[Data extracted from a collection]
* * * *

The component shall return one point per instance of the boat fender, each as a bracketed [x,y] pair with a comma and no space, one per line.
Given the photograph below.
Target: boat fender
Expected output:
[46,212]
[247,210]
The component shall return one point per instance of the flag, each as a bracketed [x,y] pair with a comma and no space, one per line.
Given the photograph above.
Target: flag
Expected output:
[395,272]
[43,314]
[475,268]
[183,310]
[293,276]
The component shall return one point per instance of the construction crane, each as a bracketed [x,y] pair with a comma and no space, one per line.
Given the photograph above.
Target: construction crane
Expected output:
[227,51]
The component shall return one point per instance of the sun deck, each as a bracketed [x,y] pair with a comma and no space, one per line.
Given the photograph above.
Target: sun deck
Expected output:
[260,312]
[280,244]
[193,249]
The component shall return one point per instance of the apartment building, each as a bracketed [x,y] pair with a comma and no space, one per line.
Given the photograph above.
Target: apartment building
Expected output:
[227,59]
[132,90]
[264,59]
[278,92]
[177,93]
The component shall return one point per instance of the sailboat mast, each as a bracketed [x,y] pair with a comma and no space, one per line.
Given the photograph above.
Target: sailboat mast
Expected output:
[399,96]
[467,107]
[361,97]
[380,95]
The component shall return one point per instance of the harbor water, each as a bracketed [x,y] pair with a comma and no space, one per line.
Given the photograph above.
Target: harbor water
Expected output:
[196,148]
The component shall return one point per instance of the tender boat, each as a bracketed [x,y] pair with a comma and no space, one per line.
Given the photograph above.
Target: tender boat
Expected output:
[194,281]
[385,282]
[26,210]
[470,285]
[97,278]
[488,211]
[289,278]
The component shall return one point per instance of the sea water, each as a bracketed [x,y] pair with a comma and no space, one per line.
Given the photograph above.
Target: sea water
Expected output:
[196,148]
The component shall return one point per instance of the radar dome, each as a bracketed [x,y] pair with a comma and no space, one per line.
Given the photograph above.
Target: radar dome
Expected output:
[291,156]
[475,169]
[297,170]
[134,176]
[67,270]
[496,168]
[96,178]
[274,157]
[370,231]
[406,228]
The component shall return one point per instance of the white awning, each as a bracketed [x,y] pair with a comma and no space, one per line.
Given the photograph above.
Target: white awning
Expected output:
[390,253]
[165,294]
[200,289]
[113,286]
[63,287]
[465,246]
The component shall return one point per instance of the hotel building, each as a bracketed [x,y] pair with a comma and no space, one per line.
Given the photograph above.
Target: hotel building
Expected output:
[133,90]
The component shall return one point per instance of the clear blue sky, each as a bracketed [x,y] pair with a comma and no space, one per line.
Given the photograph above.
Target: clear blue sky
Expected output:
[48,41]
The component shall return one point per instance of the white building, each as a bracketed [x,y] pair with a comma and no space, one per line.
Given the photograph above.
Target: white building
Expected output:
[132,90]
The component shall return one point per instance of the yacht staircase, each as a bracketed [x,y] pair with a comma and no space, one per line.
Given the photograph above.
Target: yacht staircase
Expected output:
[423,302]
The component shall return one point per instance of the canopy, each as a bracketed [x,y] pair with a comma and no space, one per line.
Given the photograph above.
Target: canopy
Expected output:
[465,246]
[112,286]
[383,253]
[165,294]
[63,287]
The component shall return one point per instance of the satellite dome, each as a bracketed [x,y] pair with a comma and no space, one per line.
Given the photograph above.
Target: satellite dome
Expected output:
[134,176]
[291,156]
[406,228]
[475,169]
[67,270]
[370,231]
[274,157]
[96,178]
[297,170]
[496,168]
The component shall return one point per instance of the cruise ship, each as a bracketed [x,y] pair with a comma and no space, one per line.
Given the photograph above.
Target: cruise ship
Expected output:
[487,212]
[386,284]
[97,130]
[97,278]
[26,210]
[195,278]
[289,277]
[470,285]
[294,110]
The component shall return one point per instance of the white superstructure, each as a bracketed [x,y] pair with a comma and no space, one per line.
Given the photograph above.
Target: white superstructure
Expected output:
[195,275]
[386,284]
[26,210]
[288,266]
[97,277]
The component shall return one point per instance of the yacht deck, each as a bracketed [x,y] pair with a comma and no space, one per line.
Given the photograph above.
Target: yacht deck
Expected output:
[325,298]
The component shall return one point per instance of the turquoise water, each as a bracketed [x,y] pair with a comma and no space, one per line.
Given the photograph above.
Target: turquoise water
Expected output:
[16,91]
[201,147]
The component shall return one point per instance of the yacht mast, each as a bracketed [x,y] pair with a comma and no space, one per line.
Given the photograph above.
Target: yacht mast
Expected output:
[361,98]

* * * *

» WHAT IS EXPECTED: The records above are to be given again in full, exactly as written.

» OUTPUT FOR THIS TASK:
The component shall return one point per instance of the boat fender, each as a bracketed [x,y] pair with a comma and no space, one per line.
Given the photograph below.
Target: boat fender
Expected output:
[46,212]
[247,210]
The component shall return one point per instance of the flag, each as a bracketed [x,y] pair with a comma and no space, one per line.
Given the photograph above.
Target: flag
Expected output:
[395,272]
[43,314]
[475,268]
[183,310]
[293,276]
The component shall return one point per instance of the construction crane, each as a bracketed [x,y] pair with a comma and no space, one per line.
Given the photograph above.
Target: construction crane
Expected output:
[227,51]
The component shall return one point per instance of the sun deck, each as a bracketed [x,y] pair with a comma and no space, one per line.
Given the photograph above.
Target: sun deck
Expected output:
[260,312]
[280,244]
[193,249]
The component shall return one point per instance of the apartment building, each as a bracketed [x,y] pair with a comma and no space, one per line.
Given the photograph above.
Target: apartment building
Expected output:
[227,59]
[132,90]
[264,59]
[278,92]
[177,93]
The component shall return one point per instance of the sailboat mast, each as a bracketed [x,y] pair with a comma and no space, one per line.
Given the photograph above.
Target: sailboat mast
Expected output:
[399,96]
[467,107]
[361,97]
[380,95]
The component shall return one point per instance of the harbor water, each as a bracketed [x,y] pair with a comma and no space, one per line.
Given the photograph above.
Target: harbor water
Expected output:
[196,148]
The component shall return one point per instance of the tender boat, each as a bracketed [x,y] pair with a comma and no space, one per line.
Given the photograph above.
Target: tender boat
Expected output:
[194,281]
[385,282]
[26,210]
[470,285]
[97,278]
[488,211]
[289,278]
The component shall return one point per instance of the sea water, each as a bracketed [x,y] pair with a comma and no space, one per line.
Given the photograph above.
Target: sea water
Expected output:
[196,148]
The component shall return one point per instance of the radar dome, each as a bracketed [x,y] pair with a comma and no space, one per line.
Given the photograph above.
Target: radar dome
Expected output:
[291,156]
[475,169]
[297,170]
[134,176]
[67,270]
[496,168]
[96,178]
[274,157]
[370,231]
[406,228]
The component shall return one point per instance of the white awning, each as a bracketed [x,y] pair with a comma and no space, one per line.
Given the photograph above.
Target: white awning
Expected output:
[390,253]
[165,294]
[200,289]
[113,286]
[63,287]
[465,246]
The component shall return one point per instance of the hotel building, each as a bracketed [x,y] pair with a comma and no space, one per line.
Given the photograph above.
Target: hotel building
Expected output:
[133,90]
The component shall return one point per instance of the clear blue sky, each as a bracketed [x,y] pair with a comma and no space, one per line.
Given the photograph above.
Target: clear blue sky
Expected output:
[48,41]
The component shall return one point per instance of the white building, each as a bracketed [x,y] pair with a comma and no space, one per line.
Given the photograph above.
Target: white building
Expected output:
[132,90]
The component shall return one point per instance of the yacht staircase, each as a bracketed [x,y] pair with a comma and no space, one per line.
Given the photograph above.
Target: yacht staircase
Expected output:
[423,302]
The component shall return one point per instance of the canopy, each as a bracketed [x,y] pair with a comma and no space, one per line.
Given the photograph above.
Target: canopy
Expected output:
[465,246]
[112,286]
[383,253]
[165,294]
[63,287]
The component shall return one point per instance of the satellite dome, each as a bracketed [x,y] pair with a comma and no space, one per line.
Given the photograph above.
Target: satellite dome
Expected output:
[134,176]
[291,156]
[406,228]
[475,169]
[67,270]
[370,231]
[274,157]
[96,178]
[297,170]
[496,168]
The component shall return one point per instance of the cruise ship, each as a bracketed [x,y] pair with a comma and no space, one per line.
Given the photograph above.
Target: cruise ship
Expected output:
[487,212]
[386,284]
[97,130]
[97,278]
[26,210]
[195,278]
[289,277]
[470,285]
[294,110]
The component shall return one point per instance of the white superstructure, each as a bracketed [x,y] pair with a comma and no space, one per line.
Given the photograph above.
Target: white superstructure
Expected output:
[195,275]
[386,284]
[26,210]
[288,266]
[97,277]
The component shall return one point per instance of the yacht deck, each as a bracketed [x,y] pair with a comma and no space, one per line.
Given the photograph above.
Target: yacht deck
Expected output:
[325,298]
The component shall return one point per instance of the turquoise water, each as a bracketed [x,y] pair with a comma and no space, one per line.
Given the photograph above.
Target: turquoise water
Expected output:
[16,91]
[201,147]
The component shall return one point per instance of the yacht mast, each as a bracketed [x,y] pair with a comma and no space, one per line.
Given the photograph above.
Target: yacht mast
Expected output:
[361,98]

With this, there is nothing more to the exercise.